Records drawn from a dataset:
◆ ◆ ◆ ◆

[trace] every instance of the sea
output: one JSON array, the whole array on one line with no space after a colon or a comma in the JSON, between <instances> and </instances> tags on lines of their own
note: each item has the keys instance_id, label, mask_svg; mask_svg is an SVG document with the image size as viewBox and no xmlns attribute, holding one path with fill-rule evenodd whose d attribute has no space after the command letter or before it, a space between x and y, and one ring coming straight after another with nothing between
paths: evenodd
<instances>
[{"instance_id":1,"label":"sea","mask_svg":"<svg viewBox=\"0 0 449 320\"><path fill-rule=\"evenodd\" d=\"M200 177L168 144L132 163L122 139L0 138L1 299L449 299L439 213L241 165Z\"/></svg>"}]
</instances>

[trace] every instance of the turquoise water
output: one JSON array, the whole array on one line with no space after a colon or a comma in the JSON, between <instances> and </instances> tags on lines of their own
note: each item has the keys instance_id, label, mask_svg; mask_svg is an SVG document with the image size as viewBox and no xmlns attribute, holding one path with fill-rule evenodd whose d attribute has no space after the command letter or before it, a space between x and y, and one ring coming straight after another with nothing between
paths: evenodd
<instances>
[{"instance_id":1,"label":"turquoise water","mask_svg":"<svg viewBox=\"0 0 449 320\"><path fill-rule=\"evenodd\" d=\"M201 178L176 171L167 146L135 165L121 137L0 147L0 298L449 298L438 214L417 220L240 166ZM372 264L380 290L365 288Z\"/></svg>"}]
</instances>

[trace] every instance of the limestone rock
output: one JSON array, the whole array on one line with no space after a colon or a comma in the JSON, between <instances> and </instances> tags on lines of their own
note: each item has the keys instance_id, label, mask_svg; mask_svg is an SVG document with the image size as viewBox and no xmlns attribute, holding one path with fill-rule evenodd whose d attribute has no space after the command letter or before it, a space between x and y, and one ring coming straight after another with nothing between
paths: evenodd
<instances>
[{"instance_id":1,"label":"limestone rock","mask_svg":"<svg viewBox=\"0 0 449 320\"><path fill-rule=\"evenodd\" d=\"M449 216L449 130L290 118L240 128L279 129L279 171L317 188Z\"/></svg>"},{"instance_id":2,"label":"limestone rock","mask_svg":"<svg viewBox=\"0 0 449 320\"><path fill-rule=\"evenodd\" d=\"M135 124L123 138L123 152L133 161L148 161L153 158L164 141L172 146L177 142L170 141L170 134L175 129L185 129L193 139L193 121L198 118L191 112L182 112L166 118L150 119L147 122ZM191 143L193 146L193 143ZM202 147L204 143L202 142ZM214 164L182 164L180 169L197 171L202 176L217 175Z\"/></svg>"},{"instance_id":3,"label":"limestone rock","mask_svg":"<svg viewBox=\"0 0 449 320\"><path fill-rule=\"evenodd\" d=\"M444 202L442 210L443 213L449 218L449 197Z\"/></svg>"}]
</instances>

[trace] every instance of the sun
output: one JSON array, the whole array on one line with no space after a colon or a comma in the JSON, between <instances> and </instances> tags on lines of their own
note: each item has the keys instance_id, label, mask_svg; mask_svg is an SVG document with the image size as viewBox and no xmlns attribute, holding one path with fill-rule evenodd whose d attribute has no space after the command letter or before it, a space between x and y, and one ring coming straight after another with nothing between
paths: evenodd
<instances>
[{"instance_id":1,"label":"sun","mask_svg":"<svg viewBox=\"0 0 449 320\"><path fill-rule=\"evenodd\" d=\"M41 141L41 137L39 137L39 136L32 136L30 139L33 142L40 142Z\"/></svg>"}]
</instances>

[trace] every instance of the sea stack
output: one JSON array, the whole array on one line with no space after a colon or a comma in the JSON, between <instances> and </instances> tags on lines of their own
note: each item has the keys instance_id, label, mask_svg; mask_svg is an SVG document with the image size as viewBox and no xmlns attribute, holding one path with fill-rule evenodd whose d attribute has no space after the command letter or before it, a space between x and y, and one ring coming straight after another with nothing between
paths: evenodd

◆ ◆ ◆ ◆

■ Problem details
Repeat the data in full, matching each line exactly.

■ Response to the task
[trace] every instance of the sea
output: one JSON array, the whole array on one line with no space after a colon or a comma in the JSON, between <instances> and </instances> tags on lines of their own
note: each item has the keys instance_id, label, mask_svg; mask_svg is an SVG document with the image size as viewBox and no xmlns attribute, holding one path with fill-rule evenodd whose d attribute has no space after the command letter or before it, a space between x and y, and one ring coming straight after another with nothing between
paths: evenodd
<instances>
[{"instance_id":1,"label":"sea","mask_svg":"<svg viewBox=\"0 0 449 320\"><path fill-rule=\"evenodd\" d=\"M200 177L168 144L132 163L122 139L0 138L1 299L449 299L439 213L241 165Z\"/></svg>"}]
</instances>

[trace] every instance of the turquoise water
output: one JSON array, the whole array on one line with no space after a colon or a comma in the JSON, between <instances> and </instances> tags on lines of their own
note: each item has the keys instance_id, label, mask_svg; mask_svg is an SVG document with the image size as viewBox and no xmlns attribute, holding one path with fill-rule evenodd whose d attribute has no space after the command letter or before it, a space between x and y, and one ring coming straight after another with nothing between
paths: evenodd
<instances>
[{"instance_id":1,"label":"turquoise water","mask_svg":"<svg viewBox=\"0 0 449 320\"><path fill-rule=\"evenodd\" d=\"M201 178L176 171L167 146L135 165L121 137L0 147L0 298L449 298L438 214L417 220L240 166ZM372 264L380 290L365 288Z\"/></svg>"}]
</instances>

[trace] every instance of the limestone rock
output: one JSON array, the whole array on one line with no space after a colon or a comma in the JSON, between <instances> and </instances> tags on lines of their own
note: each item has the keys instance_id, label, mask_svg; mask_svg is an SVG document with the image size as viewBox and no xmlns attribute, holding one path with fill-rule evenodd whose d attribute has no space after the command letter or before it, a space between x and y, and one ring coming straight after another with nothing between
paths: evenodd
<instances>
[{"instance_id":1,"label":"limestone rock","mask_svg":"<svg viewBox=\"0 0 449 320\"><path fill-rule=\"evenodd\" d=\"M449 216L449 130L290 118L240 128L279 129L279 171L317 188Z\"/></svg>"},{"instance_id":2,"label":"limestone rock","mask_svg":"<svg viewBox=\"0 0 449 320\"><path fill-rule=\"evenodd\" d=\"M135 124L123 138L123 152L133 161L148 161L153 158L164 141L172 146L177 142L170 141L170 134L175 129L185 129L193 139L193 121L198 118L191 112L182 112L166 118L150 119L147 122ZM191 143L193 146L193 143ZM202 147L204 143L202 142ZM214 164L182 164L180 169L197 171L202 176L217 175Z\"/></svg>"},{"instance_id":3,"label":"limestone rock","mask_svg":"<svg viewBox=\"0 0 449 320\"><path fill-rule=\"evenodd\" d=\"M444 202L442 210L443 213L449 218L449 197Z\"/></svg>"}]
</instances>

[trace] every instance of the sun
output: one JSON array, the whole array on one line with no space after a colon or a comma in the JSON, between <instances> and </instances> tags on lines of their own
note: each item has the keys instance_id, label, mask_svg; mask_svg is an SVG document with the image size as viewBox and no xmlns attribute, holding one path with fill-rule evenodd whose d attribute has no space after the command letter or before it, a space between x and y, and one ring coming straight after another with nothing between
paths: evenodd
<instances>
[{"instance_id":1,"label":"sun","mask_svg":"<svg viewBox=\"0 0 449 320\"><path fill-rule=\"evenodd\" d=\"M41 141L41 137L39 137L39 136L32 136L30 139L33 142L40 142Z\"/></svg>"}]
</instances>

[trace] every instance of the sea stack
output: one JSON array, the whole array on one line with no space after a colon or a comma in the JSON, between <instances> and </instances> tags on lines of their own
note: each item has the keys instance_id, label, mask_svg; mask_svg is an SVG document with the image size as viewBox and no xmlns attribute, holding one path with fill-rule evenodd whose d attribute has no space after the command letter or before it, a space between x and y, and one ring coming straight after another with nothing between
paths: evenodd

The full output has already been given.